Work item — Would you write out the lines below exactly, from the one containing "of the metal" to the very last, but without the pictures?

══ Dataset content

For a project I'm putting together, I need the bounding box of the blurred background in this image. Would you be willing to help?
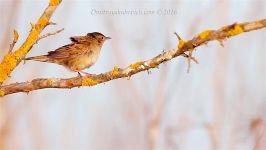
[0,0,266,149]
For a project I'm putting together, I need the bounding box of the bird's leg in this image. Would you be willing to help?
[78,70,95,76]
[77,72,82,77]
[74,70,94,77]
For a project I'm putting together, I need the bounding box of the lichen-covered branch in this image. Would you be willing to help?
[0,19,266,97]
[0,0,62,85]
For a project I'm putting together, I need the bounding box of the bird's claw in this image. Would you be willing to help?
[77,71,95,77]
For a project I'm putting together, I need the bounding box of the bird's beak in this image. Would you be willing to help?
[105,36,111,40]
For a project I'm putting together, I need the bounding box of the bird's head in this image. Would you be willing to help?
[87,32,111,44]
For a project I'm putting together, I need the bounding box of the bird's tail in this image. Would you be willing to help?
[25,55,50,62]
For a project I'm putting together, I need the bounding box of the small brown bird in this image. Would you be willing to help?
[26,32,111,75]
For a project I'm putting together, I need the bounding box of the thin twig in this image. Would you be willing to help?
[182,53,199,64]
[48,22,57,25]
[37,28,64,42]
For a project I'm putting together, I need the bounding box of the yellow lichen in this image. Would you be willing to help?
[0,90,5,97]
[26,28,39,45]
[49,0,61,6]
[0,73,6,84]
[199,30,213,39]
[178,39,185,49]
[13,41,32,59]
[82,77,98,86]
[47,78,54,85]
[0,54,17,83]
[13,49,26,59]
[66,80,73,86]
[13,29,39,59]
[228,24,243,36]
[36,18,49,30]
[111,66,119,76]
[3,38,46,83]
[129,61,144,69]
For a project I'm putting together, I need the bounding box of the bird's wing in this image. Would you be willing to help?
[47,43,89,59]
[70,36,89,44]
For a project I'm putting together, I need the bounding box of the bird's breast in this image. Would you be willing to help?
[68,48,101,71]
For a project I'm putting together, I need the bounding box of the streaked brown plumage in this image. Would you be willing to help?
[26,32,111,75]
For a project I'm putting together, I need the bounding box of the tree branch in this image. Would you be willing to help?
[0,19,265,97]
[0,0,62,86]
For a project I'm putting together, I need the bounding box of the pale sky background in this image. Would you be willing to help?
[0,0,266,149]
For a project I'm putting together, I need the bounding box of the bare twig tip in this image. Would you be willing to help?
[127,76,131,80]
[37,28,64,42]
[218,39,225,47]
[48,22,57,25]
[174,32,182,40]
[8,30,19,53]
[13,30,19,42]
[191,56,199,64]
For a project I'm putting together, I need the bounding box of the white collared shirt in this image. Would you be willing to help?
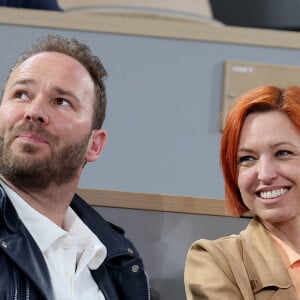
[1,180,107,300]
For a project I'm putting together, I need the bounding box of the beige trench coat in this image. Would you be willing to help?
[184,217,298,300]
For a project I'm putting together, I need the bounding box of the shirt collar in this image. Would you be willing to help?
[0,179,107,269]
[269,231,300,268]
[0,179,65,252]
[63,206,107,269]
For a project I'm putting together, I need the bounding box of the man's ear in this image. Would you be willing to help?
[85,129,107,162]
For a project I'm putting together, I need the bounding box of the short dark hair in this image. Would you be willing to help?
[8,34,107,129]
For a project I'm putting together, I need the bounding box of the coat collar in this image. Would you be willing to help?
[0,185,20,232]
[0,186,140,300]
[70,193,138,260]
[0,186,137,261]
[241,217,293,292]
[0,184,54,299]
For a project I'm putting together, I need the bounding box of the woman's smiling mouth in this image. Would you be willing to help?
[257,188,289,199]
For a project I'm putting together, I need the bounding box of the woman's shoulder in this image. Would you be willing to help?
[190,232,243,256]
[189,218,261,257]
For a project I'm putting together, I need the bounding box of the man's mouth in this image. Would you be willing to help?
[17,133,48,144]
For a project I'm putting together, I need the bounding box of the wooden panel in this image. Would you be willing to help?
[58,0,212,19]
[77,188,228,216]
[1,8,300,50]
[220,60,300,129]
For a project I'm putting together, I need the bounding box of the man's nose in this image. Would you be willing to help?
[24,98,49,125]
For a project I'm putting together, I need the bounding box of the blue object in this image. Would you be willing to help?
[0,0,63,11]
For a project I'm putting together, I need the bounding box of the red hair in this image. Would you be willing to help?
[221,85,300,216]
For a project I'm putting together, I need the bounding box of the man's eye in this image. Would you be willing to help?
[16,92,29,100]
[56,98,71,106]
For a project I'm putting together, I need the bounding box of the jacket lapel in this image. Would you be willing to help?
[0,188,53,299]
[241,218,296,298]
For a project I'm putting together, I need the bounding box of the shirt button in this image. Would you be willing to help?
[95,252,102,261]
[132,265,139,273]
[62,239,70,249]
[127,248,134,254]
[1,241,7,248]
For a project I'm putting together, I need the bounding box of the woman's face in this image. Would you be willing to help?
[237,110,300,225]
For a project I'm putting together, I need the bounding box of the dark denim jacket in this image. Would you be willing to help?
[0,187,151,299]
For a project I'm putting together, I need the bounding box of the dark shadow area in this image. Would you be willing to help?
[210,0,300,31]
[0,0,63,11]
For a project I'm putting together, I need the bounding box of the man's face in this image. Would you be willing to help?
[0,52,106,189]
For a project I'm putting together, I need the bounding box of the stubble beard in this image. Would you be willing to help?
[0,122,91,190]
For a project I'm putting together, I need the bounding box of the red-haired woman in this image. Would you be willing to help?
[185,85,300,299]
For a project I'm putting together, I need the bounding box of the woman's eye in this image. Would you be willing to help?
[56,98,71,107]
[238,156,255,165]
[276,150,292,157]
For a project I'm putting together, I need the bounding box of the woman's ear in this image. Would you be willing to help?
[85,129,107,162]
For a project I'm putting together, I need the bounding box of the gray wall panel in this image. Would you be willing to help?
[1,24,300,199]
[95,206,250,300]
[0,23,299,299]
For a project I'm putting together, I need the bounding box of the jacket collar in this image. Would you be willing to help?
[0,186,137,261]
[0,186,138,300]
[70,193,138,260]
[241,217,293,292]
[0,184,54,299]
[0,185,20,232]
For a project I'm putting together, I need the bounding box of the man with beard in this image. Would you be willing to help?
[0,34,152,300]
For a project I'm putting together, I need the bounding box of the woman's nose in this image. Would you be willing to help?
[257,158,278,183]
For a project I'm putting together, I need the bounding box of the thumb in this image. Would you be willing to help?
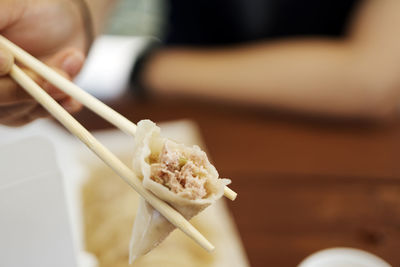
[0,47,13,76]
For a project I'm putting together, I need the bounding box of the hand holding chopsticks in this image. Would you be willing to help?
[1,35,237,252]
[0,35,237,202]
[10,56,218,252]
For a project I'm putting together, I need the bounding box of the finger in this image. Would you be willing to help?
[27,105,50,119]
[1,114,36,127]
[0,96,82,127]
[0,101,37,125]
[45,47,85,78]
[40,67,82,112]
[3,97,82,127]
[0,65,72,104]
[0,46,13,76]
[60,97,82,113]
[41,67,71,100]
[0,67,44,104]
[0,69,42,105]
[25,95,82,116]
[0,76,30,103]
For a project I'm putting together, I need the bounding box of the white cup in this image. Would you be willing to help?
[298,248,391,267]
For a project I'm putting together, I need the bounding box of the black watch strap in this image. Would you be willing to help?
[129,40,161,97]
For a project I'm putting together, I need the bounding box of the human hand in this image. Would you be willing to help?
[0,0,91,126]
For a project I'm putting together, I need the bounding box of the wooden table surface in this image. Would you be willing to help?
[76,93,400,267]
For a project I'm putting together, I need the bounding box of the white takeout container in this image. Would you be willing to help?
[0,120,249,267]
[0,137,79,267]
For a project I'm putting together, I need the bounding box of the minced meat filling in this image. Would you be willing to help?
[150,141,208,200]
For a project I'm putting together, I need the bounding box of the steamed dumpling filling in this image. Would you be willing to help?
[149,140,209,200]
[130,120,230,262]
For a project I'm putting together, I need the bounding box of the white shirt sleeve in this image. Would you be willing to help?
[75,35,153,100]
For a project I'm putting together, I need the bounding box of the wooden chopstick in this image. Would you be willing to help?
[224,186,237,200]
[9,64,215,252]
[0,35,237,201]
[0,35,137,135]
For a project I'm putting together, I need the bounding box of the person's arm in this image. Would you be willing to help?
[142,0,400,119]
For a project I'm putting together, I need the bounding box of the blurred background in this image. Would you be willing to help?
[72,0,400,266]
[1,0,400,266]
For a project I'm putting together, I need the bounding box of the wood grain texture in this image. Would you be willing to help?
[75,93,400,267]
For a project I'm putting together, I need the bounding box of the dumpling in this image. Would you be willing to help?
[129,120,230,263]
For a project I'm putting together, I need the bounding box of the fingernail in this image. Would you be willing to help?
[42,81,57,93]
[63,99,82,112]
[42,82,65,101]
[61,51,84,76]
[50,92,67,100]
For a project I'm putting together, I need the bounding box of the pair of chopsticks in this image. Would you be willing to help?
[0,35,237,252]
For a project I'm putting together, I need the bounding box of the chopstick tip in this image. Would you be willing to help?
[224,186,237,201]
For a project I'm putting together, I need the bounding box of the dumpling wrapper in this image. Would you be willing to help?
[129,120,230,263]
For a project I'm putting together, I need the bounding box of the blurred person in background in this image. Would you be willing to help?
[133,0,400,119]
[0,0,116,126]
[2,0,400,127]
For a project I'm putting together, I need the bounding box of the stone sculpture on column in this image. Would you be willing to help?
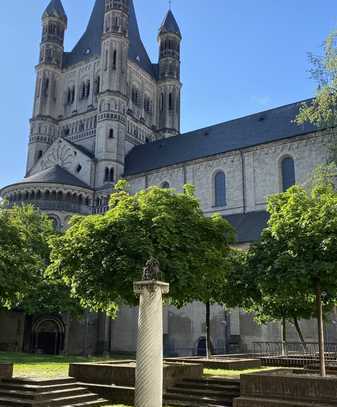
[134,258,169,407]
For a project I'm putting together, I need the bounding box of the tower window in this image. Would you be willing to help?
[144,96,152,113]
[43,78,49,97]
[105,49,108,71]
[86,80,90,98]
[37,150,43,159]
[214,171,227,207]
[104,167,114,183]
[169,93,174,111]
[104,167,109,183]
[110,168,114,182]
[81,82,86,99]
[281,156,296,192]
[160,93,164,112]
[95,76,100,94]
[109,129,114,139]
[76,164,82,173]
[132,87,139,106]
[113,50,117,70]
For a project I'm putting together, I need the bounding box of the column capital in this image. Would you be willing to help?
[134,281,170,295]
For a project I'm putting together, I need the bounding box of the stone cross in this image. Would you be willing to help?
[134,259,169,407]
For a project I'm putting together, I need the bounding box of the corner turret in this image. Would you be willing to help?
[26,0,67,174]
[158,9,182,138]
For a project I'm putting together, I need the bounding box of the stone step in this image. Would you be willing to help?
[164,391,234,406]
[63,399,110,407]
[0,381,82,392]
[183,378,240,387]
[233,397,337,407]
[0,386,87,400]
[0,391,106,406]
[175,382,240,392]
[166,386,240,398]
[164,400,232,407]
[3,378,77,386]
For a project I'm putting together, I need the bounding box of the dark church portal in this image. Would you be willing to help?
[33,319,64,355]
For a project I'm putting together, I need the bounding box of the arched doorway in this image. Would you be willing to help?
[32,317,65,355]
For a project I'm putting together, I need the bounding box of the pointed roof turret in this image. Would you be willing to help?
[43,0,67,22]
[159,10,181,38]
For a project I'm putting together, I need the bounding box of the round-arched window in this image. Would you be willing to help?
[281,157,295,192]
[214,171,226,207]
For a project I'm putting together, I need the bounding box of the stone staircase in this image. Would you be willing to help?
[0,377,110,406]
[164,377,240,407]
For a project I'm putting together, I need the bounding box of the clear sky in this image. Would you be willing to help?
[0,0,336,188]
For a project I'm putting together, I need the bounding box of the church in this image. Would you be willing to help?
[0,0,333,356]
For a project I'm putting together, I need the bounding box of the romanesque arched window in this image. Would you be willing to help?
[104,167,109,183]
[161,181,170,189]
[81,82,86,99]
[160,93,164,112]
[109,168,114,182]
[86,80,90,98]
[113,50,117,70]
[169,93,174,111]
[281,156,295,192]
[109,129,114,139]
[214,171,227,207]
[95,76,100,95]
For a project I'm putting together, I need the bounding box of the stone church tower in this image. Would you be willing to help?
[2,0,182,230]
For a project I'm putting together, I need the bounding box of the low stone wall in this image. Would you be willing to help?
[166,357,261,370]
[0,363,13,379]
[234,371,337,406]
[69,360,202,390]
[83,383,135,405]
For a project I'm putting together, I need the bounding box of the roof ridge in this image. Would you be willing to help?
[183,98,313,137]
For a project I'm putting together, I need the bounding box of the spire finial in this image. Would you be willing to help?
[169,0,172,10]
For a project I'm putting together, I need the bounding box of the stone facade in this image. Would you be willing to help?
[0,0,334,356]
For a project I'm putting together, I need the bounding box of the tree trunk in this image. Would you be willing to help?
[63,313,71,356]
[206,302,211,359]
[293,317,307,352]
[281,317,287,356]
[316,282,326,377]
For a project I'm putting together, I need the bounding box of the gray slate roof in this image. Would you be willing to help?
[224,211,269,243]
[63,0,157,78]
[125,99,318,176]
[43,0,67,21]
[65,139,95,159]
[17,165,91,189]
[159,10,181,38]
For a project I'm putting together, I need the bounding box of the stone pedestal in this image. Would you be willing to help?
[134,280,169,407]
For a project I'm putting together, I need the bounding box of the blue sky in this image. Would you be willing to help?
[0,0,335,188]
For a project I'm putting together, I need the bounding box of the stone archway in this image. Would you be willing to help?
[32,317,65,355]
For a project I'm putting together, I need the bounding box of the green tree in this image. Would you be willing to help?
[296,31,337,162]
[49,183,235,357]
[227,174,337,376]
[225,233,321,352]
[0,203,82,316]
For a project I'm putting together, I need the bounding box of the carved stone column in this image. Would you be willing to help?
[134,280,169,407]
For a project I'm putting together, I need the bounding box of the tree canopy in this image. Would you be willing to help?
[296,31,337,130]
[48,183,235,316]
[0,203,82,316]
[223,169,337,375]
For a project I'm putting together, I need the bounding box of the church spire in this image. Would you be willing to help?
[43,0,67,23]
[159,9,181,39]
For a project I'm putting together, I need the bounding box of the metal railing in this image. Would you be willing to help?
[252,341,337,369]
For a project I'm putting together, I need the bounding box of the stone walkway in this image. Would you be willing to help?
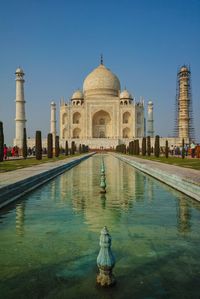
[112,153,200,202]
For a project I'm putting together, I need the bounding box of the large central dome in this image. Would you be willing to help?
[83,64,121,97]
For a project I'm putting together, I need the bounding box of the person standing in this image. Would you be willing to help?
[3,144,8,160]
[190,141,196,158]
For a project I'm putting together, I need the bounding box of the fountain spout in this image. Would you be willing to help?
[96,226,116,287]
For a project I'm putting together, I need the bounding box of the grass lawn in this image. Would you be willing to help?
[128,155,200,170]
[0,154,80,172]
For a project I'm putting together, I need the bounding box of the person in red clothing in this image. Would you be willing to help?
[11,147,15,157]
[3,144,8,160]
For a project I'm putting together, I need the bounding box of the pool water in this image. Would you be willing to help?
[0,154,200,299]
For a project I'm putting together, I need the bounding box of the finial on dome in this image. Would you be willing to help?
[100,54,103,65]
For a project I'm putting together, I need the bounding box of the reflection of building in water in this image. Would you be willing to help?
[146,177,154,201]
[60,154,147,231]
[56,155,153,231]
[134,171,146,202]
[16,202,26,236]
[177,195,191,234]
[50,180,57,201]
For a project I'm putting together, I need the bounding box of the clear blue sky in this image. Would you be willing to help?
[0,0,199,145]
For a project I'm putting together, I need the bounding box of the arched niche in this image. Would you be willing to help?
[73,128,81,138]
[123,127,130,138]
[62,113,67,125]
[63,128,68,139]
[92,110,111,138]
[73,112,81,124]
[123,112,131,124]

════

Output for this task —
For a project I'm putting together, I need the bounding box of the metal railing in this image. Would you be willing to help?
[252,341,337,369]
For a project I'm putting together, I need the bounding box of the stone walkway in this image. Would you be willing to help?
[112,153,200,202]
For a project I'm putting together, I need the bounding box of the large central dome in this image. Would you be willing to help?
[83,64,121,97]
For a project I'm putting together, I need the bounding box of the person standing in this image. Would you be willing to help?
[3,144,8,160]
[190,141,196,158]
For a project I'm putting together, I need the bounding box of the fountain spout in this image. Would you be willing to help?
[96,226,116,287]
For a project I'm putting together, I need the bounding box of the grass lawn in this image. Would you be willing to help?
[128,155,200,170]
[0,154,80,172]
For a project I'm putting together, I need the bounding box of the person in red clothing in this image. Would you be willing to help?
[11,147,15,157]
[3,144,8,160]
For a project I'm putting together, I need the bounding box of the pool water in this image. Would you be willing to help?
[0,154,200,299]
For a project I'm putting together, I need the bounding box of the finial on dome in this image. Would you be willing to help?
[100,54,103,65]
For a project I'm putting together, I need the bounding box of the reflection of building in water in this image. Would you be willing to help?
[146,177,154,201]
[60,154,147,231]
[56,155,153,231]
[134,171,146,202]
[16,202,26,236]
[177,195,191,234]
[50,180,57,201]
For a project I'm putting together, I need the bounding box of the clear blue sky in this image. Would you be willing to help?
[0,0,199,145]
For a project I'm putting together, I need the bounding box of the arched niche in this image. Would you be willing to help?
[73,128,81,138]
[123,127,130,138]
[62,113,67,125]
[63,128,68,139]
[92,110,111,138]
[73,112,81,124]
[123,112,131,124]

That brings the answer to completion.